┌─ Extracted data

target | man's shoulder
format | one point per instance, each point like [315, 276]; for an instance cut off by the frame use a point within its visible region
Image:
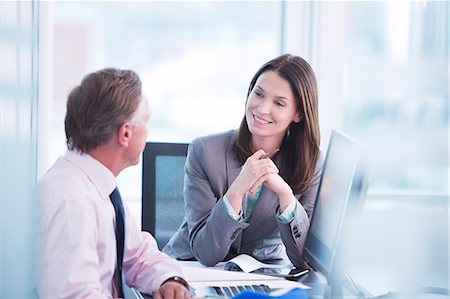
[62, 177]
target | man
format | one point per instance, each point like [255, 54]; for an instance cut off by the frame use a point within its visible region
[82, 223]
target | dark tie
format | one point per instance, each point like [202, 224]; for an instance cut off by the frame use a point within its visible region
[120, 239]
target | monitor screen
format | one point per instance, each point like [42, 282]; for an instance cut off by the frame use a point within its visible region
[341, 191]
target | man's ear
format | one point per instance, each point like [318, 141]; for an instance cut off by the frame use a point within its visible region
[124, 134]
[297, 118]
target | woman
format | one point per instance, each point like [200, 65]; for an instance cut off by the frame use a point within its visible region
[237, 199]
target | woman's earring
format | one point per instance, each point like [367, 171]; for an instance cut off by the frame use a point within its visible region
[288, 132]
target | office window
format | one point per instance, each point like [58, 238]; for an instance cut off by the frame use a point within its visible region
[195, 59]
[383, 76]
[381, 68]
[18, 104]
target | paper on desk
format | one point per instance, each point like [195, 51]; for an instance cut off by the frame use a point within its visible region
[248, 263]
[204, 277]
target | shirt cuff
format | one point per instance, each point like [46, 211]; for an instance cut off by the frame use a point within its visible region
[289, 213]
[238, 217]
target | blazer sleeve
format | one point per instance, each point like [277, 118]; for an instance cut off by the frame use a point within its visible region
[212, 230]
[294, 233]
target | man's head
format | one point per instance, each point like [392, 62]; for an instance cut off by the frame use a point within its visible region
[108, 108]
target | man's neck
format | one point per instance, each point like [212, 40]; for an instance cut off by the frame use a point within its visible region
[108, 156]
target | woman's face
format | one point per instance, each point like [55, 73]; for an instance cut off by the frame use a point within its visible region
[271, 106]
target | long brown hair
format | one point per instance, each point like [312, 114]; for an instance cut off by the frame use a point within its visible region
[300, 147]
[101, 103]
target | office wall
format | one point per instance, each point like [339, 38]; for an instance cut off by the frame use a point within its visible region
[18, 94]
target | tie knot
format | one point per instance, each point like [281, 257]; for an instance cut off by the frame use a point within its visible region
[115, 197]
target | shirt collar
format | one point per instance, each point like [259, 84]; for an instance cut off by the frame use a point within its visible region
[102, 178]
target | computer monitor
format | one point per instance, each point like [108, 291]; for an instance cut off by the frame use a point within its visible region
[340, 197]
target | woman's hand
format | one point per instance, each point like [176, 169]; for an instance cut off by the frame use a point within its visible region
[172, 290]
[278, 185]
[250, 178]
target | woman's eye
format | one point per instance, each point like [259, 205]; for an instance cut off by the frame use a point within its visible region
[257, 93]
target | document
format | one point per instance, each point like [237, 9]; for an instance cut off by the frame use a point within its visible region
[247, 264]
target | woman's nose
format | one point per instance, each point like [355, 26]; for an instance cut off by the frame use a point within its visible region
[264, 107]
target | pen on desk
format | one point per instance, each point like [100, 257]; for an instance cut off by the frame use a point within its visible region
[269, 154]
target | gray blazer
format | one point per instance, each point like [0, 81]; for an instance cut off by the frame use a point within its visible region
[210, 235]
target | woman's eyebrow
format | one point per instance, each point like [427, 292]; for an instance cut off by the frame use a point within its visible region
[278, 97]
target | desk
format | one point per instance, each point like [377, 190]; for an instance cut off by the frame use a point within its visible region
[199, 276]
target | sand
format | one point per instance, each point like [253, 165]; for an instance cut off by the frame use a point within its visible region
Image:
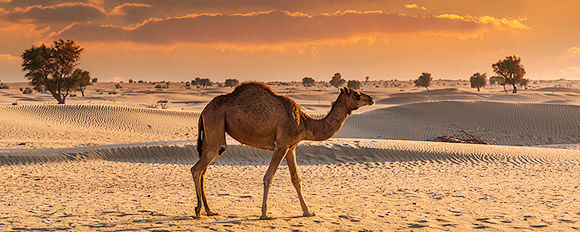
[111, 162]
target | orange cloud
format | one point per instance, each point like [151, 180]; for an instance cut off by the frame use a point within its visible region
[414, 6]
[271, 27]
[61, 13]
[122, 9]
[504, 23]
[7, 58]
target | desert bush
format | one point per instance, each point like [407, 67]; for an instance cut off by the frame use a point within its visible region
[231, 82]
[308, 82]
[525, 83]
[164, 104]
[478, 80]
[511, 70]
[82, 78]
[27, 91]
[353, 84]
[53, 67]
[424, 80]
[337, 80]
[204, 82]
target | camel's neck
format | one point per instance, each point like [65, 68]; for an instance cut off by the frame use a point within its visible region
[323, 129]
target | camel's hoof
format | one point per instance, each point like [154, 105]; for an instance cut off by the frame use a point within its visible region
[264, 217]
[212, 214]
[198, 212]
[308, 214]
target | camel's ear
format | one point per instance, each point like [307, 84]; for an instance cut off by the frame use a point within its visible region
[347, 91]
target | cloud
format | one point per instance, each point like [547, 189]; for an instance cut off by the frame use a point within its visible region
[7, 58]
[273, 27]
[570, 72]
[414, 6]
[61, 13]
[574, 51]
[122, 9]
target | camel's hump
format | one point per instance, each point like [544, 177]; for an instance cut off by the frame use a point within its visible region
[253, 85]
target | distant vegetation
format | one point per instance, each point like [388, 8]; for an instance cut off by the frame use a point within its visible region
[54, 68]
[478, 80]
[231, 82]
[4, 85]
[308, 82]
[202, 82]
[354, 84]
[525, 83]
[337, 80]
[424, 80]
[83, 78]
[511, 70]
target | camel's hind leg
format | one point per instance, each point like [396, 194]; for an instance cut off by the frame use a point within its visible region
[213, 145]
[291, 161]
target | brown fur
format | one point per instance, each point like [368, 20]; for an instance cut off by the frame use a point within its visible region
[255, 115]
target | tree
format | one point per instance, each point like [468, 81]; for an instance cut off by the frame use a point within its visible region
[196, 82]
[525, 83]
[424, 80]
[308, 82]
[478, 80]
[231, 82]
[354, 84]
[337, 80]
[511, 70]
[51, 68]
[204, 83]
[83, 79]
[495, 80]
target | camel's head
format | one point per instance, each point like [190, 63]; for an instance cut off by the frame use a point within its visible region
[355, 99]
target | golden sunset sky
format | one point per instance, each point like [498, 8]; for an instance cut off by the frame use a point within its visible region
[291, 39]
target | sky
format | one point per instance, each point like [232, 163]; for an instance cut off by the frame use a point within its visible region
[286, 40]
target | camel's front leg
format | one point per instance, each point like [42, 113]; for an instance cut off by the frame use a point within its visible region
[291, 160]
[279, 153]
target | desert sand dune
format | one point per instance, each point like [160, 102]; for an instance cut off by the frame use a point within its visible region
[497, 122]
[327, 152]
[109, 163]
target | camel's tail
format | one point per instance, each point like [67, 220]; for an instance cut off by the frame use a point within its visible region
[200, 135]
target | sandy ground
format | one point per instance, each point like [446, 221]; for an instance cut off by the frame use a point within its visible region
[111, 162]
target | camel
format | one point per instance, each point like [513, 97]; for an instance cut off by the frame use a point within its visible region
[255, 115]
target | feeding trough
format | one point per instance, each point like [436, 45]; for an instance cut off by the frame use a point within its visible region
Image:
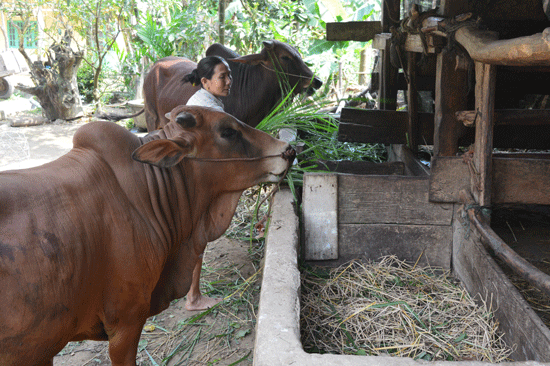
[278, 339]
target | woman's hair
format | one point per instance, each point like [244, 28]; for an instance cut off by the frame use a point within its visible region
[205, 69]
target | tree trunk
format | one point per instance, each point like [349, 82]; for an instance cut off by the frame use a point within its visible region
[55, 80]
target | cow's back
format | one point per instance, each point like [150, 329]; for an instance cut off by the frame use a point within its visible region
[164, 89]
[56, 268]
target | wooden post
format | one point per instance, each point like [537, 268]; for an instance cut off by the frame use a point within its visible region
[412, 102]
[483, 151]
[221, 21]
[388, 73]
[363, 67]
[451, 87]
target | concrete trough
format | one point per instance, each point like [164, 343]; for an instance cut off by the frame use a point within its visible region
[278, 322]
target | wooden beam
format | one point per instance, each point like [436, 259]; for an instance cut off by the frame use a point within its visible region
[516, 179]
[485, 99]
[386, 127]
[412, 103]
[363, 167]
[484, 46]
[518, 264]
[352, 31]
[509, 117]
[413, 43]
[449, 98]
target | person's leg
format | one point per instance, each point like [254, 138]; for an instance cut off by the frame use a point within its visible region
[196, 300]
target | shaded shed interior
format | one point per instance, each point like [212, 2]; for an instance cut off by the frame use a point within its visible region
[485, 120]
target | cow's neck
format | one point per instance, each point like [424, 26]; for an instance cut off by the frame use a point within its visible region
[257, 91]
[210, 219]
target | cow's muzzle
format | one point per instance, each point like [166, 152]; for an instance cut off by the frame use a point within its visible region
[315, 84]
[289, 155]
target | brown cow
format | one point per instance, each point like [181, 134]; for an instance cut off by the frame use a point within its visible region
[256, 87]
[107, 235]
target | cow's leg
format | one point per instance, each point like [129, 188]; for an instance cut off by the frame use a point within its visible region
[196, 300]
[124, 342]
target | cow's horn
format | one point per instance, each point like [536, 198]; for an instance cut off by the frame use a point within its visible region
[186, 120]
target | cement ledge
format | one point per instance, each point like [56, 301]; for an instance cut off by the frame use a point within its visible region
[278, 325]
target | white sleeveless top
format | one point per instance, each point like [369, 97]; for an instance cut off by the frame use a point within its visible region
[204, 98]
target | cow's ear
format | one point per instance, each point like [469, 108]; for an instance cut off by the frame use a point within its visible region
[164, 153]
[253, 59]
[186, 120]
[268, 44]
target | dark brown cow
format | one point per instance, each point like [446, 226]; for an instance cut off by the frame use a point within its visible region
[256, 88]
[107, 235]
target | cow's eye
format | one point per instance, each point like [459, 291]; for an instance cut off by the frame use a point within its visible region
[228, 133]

└─

• **Written request**
Convert the entries into a JSON list of strings, one string per line, starting with the line that contains "target | cement ledge" and continuing through the final line of the entries. Omit blank lines.

• **Solution to the problem**
[
  "target | cement ledge",
  "format | one point per instance, each point like [56, 301]; for an instance cut off by the frame use a point within its visible region",
  "[278, 325]",
  "target | white sleeveless top",
  "format | one point per instance, each point like [369, 97]; for an instance cut off by the frame use a point within its visible region",
  "[204, 98]",
  "target | cow's ear",
  "format | one point per instance, each point like [469, 108]; for an instance cut off by the frame use a point within its visible region",
  "[164, 153]",
  "[253, 59]",
  "[186, 120]",
  "[268, 44]",
  "target | dark brown cow",
  "format | one point per instance, each point like [446, 226]; for an instance cut off by the frame use a point within its visible region",
  "[256, 88]",
  "[107, 235]",
  "target | cow's eye",
  "format | one point per instance, each point like [459, 291]; for an instance cut off by the frame use a point within its visible region",
  "[228, 133]"
]